# ТЕКСТ ДЛЯ ЧТЕНИЯ
———

Как мы видим, трагическое воззрение в «Вакханках» стремится к той же цели, что и в «Царе Эдипе». Она растворяет мифологические и ритуальные ценности во взаимном насилии. Она обнажает произвольность всех различий. Она неумолимо подводит нас к решающему вопросу по поводу как мифа, так и всего культурного порядка в целом. Софокл останавливается, не задав этот вопрос, и подорванные ценности мифа в конечном счете заново подтверждаются. В случае «Вакханок» происходит то же самое. Сперва симметрия утверждается настолько беспощадно, что стирает, как мы только что видели, различия между человеком и богом. Божественное превратилось всего лишь в предмет спора между двумя соперниками:
Не правда ли, тебе приятно, когда народ толпится у дверей дворца, когда город величает имя Пенфея? Так же и он, полагаю я, радуется, когда его чествуют
Однако в финале пьесы специфичность божественного заново утверждена, причем самым страшным образом. Начинает казаться, что схватка между всемогуществом Диониса и греховной слабостью Пенфея была неравной с самого начала. Торжествуя, различие снова скрывает трагическую симметрию. И сама трагедия в очередной раз оказывается колебанием между дерзостью и робостью. В случае Софокла только противоречие между симметрией трагического действия и асимметрией мифологического содержания позволяет утверждать, что поэт, сознательно или нет, отступил перед еще большей дерзостью. В случае «Вакханок» перед нами те же текстовые оппозиции, и тот же тип анализа приведет нас к тем же выводам: Еврипид тоже отступает перед еще большей дерзостью. Но на этот раз отступление это не молчаливое. Во многих трагедиях есть пассажи — слишком откровенные и частые, чтобы от них отмахнуться, — которые обнажают решение поэта и пытаются его оправдать:
Необузданным речам, попирающему закон и веру неразумию конец — несчастье… Не в том, стало быть, мудрость, чтобы мудрствовать и возвышаться в своей гордыне над долею смертного. Коротка наша жизнь; кто тем не менее ставит себе слишком высокую цель, тот лишает себя даже минутных радостей жизни; безумным, полагаю я, и нездравомыслящим людям свойствен такой нрав… Вот где мудрость: умом и сердцем сторониться от безмерно умных людей. Веру и обряды простого народа — их принимаем и мы
Критики расходятся по вопросу о смысле подобных пассажей, и большая часть современной полемики о Еврипиде вертится вокруг этой проблемы. Но, возможно, весь вопрос изначально ложен из-за постулата, общего для всех толкователей и кажущегося им настолько неоспоримым, что они его даже не формулируют. Этот постулат касается природы того знания, перед которым поэт отступает. Решено a priori, что не может иметься в виду то знание, которого нет у нас. Мысль, будто столь далекий от «современности» поэт, как Еврипид, мог затронуть опасность, нам совершенно неведомую, угадывать истину, нам совершенно недоступную, кажется слишком смехотворной, чтобы ее обсуждать.

———

[Записи для разметки ограничивающих рамок]
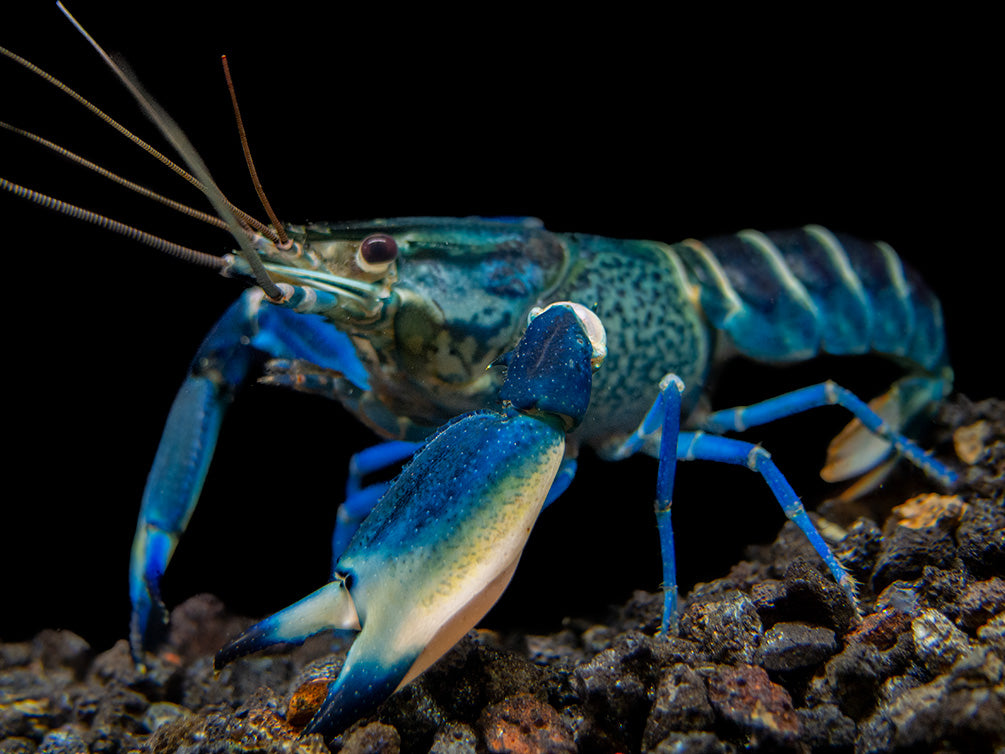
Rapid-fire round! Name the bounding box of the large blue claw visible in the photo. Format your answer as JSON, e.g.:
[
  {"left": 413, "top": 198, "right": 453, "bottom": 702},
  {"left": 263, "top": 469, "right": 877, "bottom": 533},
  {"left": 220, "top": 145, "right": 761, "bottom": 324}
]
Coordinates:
[
  {"left": 216, "top": 305, "right": 603, "bottom": 737},
  {"left": 216, "top": 413, "right": 565, "bottom": 735}
]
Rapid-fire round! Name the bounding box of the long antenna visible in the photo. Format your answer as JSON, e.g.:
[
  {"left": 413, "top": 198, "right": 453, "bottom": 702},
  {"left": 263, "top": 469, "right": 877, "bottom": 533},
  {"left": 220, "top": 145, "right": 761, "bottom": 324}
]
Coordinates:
[
  {"left": 0, "top": 121, "right": 230, "bottom": 231},
  {"left": 0, "top": 46, "right": 277, "bottom": 240},
  {"left": 56, "top": 2, "right": 285, "bottom": 302},
  {"left": 220, "top": 55, "right": 292, "bottom": 248}
]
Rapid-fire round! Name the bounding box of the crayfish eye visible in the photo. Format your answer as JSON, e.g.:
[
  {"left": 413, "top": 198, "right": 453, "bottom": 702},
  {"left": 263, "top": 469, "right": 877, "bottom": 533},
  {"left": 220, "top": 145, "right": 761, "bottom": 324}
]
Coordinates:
[{"left": 356, "top": 233, "right": 398, "bottom": 272}]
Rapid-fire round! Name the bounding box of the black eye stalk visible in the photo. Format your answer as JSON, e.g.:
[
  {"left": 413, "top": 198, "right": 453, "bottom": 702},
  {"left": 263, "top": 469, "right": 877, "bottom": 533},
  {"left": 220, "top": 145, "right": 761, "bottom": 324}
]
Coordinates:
[{"left": 356, "top": 233, "right": 398, "bottom": 272}]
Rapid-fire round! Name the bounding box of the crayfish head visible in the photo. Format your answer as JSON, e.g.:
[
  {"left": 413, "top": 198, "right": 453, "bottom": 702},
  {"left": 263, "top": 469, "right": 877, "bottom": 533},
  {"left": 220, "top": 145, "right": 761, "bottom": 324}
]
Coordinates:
[{"left": 261, "top": 217, "right": 569, "bottom": 437}]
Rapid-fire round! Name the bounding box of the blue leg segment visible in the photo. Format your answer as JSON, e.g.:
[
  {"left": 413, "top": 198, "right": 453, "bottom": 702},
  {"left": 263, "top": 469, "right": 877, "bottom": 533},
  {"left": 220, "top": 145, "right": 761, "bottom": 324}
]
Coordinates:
[
  {"left": 332, "top": 440, "right": 422, "bottom": 570},
  {"left": 611, "top": 375, "right": 856, "bottom": 633},
  {"left": 130, "top": 292, "right": 367, "bottom": 668},
  {"left": 704, "top": 380, "right": 957, "bottom": 488}
]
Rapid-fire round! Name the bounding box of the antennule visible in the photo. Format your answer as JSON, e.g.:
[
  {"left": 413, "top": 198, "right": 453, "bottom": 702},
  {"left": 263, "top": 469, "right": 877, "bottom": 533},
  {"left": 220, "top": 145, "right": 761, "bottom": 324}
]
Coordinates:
[{"left": 56, "top": 2, "right": 284, "bottom": 301}]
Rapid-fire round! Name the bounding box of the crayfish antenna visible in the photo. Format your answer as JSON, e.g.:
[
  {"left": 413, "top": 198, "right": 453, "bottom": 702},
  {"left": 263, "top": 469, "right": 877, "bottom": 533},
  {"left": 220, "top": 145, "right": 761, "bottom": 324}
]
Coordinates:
[
  {"left": 56, "top": 2, "right": 284, "bottom": 301},
  {"left": 220, "top": 55, "right": 292, "bottom": 248}
]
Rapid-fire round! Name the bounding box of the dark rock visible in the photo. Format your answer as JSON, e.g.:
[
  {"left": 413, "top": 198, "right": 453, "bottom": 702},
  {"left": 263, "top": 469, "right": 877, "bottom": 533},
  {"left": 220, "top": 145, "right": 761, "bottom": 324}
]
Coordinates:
[
  {"left": 31, "top": 630, "right": 92, "bottom": 678},
  {"left": 757, "top": 623, "right": 837, "bottom": 673},
  {"left": 956, "top": 498, "right": 1005, "bottom": 578},
  {"left": 869, "top": 650, "right": 1005, "bottom": 752},
  {"left": 478, "top": 694, "right": 577, "bottom": 754},
  {"left": 642, "top": 664, "right": 716, "bottom": 749},
  {"left": 167, "top": 594, "right": 251, "bottom": 664},
  {"left": 429, "top": 723, "right": 478, "bottom": 754},
  {"left": 847, "top": 607, "right": 911, "bottom": 649},
  {"left": 796, "top": 705, "right": 856, "bottom": 754},
  {"left": 651, "top": 731, "right": 737, "bottom": 754},
  {"left": 911, "top": 609, "right": 970, "bottom": 676},
  {"left": 834, "top": 517, "right": 882, "bottom": 582},
  {"left": 709, "top": 666, "right": 802, "bottom": 750},
  {"left": 0, "top": 736, "right": 36, "bottom": 754},
  {"left": 342, "top": 723, "right": 401, "bottom": 754},
  {"left": 807, "top": 642, "right": 892, "bottom": 720},
  {"left": 959, "top": 577, "right": 1005, "bottom": 631},
  {"left": 570, "top": 633, "right": 666, "bottom": 749},
  {"left": 871, "top": 495, "right": 964, "bottom": 592},
  {"left": 680, "top": 591, "right": 762, "bottom": 663},
  {"left": 35, "top": 728, "right": 89, "bottom": 754}
]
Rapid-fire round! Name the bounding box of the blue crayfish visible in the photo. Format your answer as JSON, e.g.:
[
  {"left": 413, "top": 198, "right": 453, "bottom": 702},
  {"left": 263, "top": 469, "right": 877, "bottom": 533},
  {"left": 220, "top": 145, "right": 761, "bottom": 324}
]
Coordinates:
[{"left": 0, "top": 8, "right": 954, "bottom": 747}]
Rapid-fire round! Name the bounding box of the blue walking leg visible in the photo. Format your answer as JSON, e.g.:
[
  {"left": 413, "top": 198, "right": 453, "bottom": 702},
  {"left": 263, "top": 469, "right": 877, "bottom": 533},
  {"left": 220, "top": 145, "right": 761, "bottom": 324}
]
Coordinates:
[
  {"left": 677, "top": 432, "right": 857, "bottom": 605},
  {"left": 332, "top": 440, "right": 422, "bottom": 568},
  {"left": 609, "top": 375, "right": 857, "bottom": 633},
  {"left": 606, "top": 374, "right": 684, "bottom": 635},
  {"left": 702, "top": 380, "right": 957, "bottom": 488},
  {"left": 655, "top": 375, "right": 684, "bottom": 636}
]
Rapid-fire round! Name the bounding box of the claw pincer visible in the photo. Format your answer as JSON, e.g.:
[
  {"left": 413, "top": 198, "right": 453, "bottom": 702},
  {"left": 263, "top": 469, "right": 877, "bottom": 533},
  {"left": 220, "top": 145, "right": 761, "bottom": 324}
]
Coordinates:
[{"left": 216, "top": 304, "right": 602, "bottom": 735}]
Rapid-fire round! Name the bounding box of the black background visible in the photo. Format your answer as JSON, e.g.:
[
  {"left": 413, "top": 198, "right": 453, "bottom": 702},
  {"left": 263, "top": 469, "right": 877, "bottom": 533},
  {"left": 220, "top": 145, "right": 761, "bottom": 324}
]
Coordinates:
[{"left": 0, "top": 1, "right": 1001, "bottom": 648}]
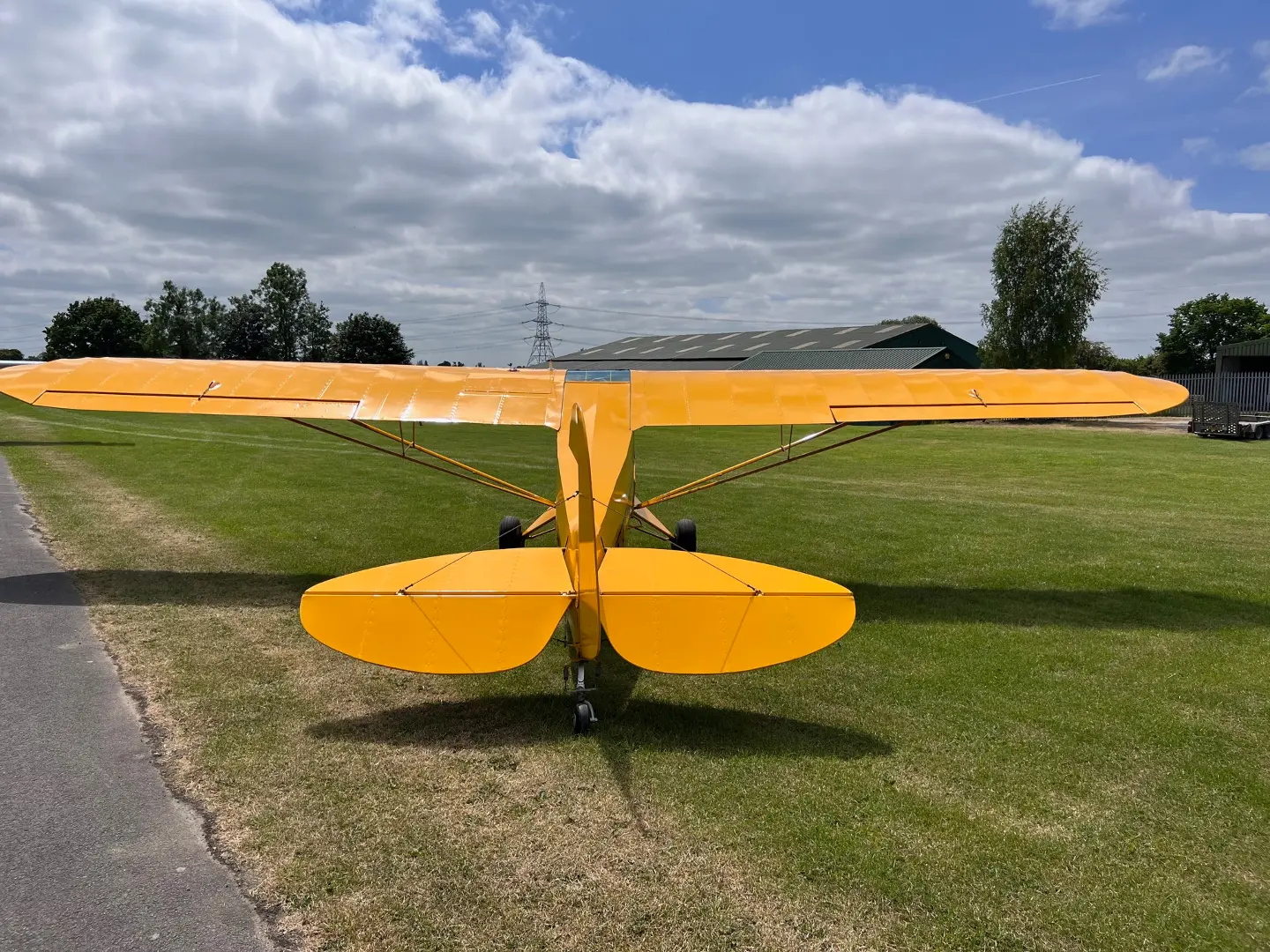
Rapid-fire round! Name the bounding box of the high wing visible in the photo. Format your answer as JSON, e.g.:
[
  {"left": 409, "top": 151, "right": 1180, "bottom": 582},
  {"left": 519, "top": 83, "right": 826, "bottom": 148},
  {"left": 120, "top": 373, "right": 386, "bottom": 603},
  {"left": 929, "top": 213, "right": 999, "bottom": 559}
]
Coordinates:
[
  {"left": 631, "top": 370, "right": 1187, "bottom": 429},
  {"left": 0, "top": 358, "right": 1187, "bottom": 429},
  {"left": 0, "top": 357, "right": 564, "bottom": 429}
]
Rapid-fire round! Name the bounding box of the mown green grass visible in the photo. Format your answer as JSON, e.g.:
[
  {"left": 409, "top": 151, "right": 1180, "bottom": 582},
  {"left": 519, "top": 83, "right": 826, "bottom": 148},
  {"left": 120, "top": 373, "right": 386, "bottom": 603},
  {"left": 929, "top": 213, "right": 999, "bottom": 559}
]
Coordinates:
[{"left": 0, "top": 401, "right": 1270, "bottom": 949}]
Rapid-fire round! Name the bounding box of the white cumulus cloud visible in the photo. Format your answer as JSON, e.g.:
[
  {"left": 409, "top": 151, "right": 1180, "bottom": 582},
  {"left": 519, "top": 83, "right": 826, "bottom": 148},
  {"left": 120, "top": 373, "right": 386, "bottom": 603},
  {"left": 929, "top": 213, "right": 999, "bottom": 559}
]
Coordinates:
[
  {"left": 1033, "top": 0, "right": 1124, "bottom": 29},
  {"left": 1239, "top": 142, "right": 1270, "bottom": 171},
  {"left": 0, "top": 0, "right": 1270, "bottom": 361},
  {"left": 1147, "top": 46, "right": 1226, "bottom": 83}
]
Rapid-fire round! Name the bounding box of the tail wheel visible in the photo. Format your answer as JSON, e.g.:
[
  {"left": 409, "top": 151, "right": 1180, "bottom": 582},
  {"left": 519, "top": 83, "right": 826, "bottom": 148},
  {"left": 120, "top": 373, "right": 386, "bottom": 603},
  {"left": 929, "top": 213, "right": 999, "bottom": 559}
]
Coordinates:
[
  {"left": 670, "top": 519, "right": 698, "bottom": 552},
  {"left": 572, "top": 701, "right": 595, "bottom": 733},
  {"left": 497, "top": 516, "right": 525, "bottom": 548}
]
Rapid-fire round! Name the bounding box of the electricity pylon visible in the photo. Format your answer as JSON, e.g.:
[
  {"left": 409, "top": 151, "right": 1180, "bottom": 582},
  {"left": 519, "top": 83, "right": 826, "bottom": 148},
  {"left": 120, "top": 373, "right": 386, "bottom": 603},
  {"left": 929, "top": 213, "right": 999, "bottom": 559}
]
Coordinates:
[{"left": 525, "top": 283, "right": 560, "bottom": 367}]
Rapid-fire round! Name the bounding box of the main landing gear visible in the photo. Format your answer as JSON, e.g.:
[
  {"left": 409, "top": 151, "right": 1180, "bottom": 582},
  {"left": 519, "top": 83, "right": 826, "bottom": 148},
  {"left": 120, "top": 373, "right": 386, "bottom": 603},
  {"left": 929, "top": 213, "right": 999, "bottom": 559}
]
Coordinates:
[
  {"left": 670, "top": 519, "right": 698, "bottom": 552},
  {"left": 565, "top": 661, "right": 600, "bottom": 733}
]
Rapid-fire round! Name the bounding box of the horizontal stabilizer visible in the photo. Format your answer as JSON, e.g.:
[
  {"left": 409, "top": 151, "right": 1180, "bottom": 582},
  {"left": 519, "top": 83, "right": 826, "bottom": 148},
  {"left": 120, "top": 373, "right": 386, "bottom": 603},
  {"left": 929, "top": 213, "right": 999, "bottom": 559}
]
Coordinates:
[
  {"left": 600, "top": 548, "right": 856, "bottom": 674},
  {"left": 300, "top": 548, "right": 574, "bottom": 674}
]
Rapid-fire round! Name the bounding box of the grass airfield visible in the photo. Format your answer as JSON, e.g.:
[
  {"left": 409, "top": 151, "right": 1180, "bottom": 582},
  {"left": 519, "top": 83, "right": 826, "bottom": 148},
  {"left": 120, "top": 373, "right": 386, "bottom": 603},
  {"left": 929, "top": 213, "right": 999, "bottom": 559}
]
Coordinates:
[{"left": 0, "top": 398, "right": 1270, "bottom": 951}]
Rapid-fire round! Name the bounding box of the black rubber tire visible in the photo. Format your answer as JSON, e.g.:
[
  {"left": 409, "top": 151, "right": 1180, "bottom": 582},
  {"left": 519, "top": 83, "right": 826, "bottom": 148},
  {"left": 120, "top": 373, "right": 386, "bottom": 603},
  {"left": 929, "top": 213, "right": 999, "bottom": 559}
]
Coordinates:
[
  {"left": 572, "top": 701, "right": 593, "bottom": 733},
  {"left": 497, "top": 516, "right": 525, "bottom": 548},
  {"left": 670, "top": 519, "right": 698, "bottom": 552}
]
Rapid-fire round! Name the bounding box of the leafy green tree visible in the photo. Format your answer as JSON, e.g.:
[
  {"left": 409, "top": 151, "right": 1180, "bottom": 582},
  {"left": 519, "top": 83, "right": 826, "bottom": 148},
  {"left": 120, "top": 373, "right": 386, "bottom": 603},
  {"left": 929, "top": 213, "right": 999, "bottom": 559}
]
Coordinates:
[
  {"left": 329, "top": 311, "right": 414, "bottom": 363},
  {"left": 214, "top": 294, "right": 275, "bottom": 361},
  {"left": 145, "top": 280, "right": 225, "bottom": 360},
  {"left": 1076, "top": 338, "right": 1124, "bottom": 370},
  {"left": 44, "top": 297, "right": 146, "bottom": 361},
  {"left": 1155, "top": 294, "right": 1270, "bottom": 373},
  {"left": 979, "top": 201, "right": 1108, "bottom": 367},
  {"left": 217, "top": 262, "right": 330, "bottom": 361}
]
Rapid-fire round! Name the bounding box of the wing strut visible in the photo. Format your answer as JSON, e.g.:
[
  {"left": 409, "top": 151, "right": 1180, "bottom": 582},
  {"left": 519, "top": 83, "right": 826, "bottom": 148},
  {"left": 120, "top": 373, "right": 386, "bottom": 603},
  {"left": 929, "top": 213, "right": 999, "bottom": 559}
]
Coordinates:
[
  {"left": 643, "top": 423, "right": 908, "bottom": 508},
  {"left": 286, "top": 416, "right": 555, "bottom": 507}
]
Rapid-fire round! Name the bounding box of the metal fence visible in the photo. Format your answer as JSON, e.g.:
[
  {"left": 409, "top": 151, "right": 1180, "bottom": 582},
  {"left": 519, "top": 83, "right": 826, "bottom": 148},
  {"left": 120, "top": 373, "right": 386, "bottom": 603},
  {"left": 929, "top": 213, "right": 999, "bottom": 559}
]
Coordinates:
[{"left": 1164, "top": 373, "right": 1270, "bottom": 416}]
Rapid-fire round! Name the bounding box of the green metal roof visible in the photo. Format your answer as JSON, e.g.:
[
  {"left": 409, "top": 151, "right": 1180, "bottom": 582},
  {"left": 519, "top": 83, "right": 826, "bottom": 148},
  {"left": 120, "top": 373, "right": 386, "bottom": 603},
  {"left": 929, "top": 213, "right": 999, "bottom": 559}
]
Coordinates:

———

# ЗАДАНИЕ 1
Что, согласно тексту о «Вакханках», делает Софокл перед решающим вопросом о мифе и культурном порядке?
# ЗАДАНИЕ 2
Найдите в записях все строки со словом «blue» и скопируйте их. Регистр учитывается.

# ОТВЕТ 1
Софокл останавливается, не задав этот вопрос, и подорванные ценности мифа в конечном счете заново подтверждаются.

# ОТВЕТ 2
Rapid-fire round! Name the bounding box of the large blue claw visible in the photo. Format your answer as JSON, e.g.:
Rapid-fire round! Name the bounding box of the blue leg segment visible in the photo. Format your answer as JSON, e.g.:
Rapid-fire round! Name the bounding box of the blue crayfish visible in the photo. Format your answer as JSON, e.g.:
Rapid-fire round! Name the bounding box of the blue walking leg visible in the photo. Format your answer as JSON, e.g.:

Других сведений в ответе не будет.